EXERCISE INSTRUCTIONS
Every record below should be printed again exactly, with its pictures removed.

SUPPLIED RECORDS
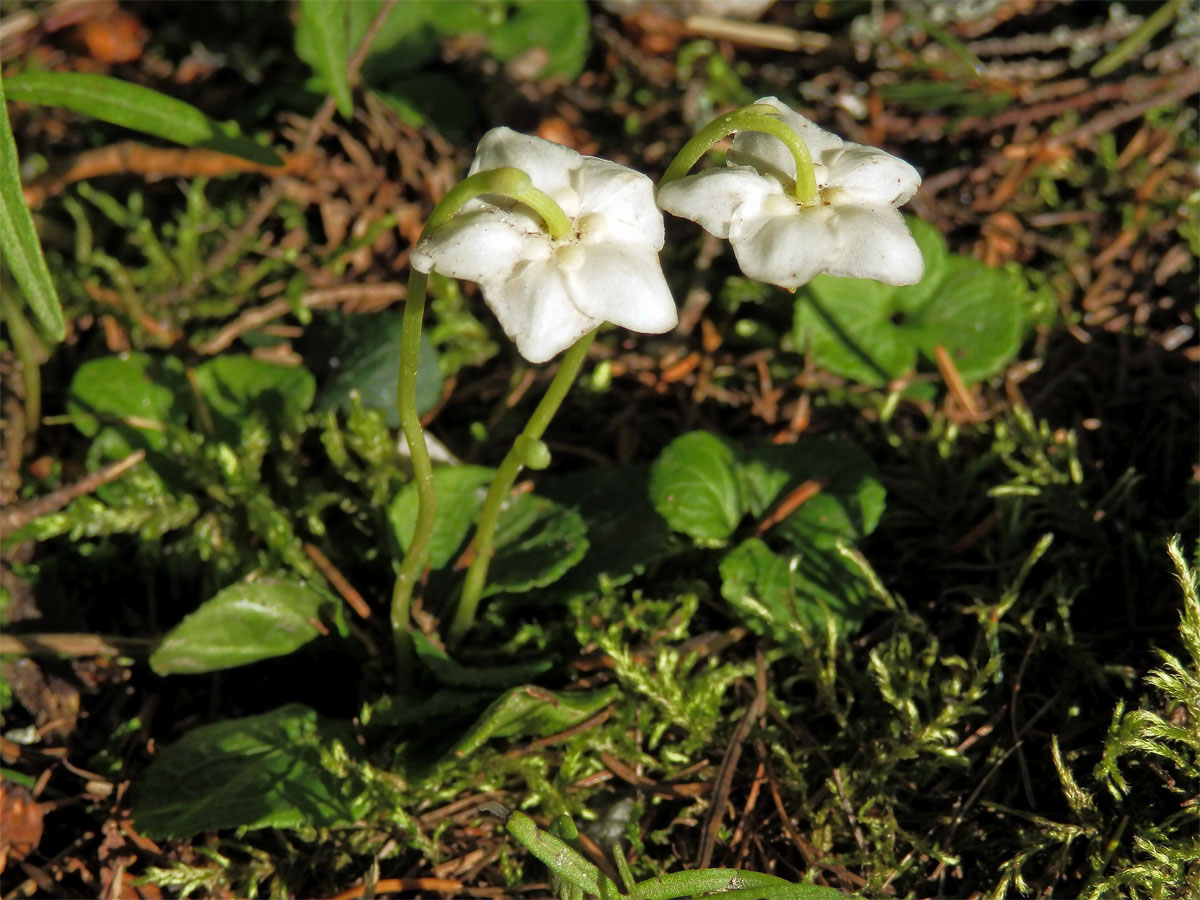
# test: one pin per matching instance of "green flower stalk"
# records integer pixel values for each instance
(516, 186)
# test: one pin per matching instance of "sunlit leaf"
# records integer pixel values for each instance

TASK RESULT
# test: one pin per matching instance of "green flower stalk"
# records integer pixel values for each instance
(516, 186)
# test: one pin per matching instance of "sunlit leaf"
# records integer pixel values for each instance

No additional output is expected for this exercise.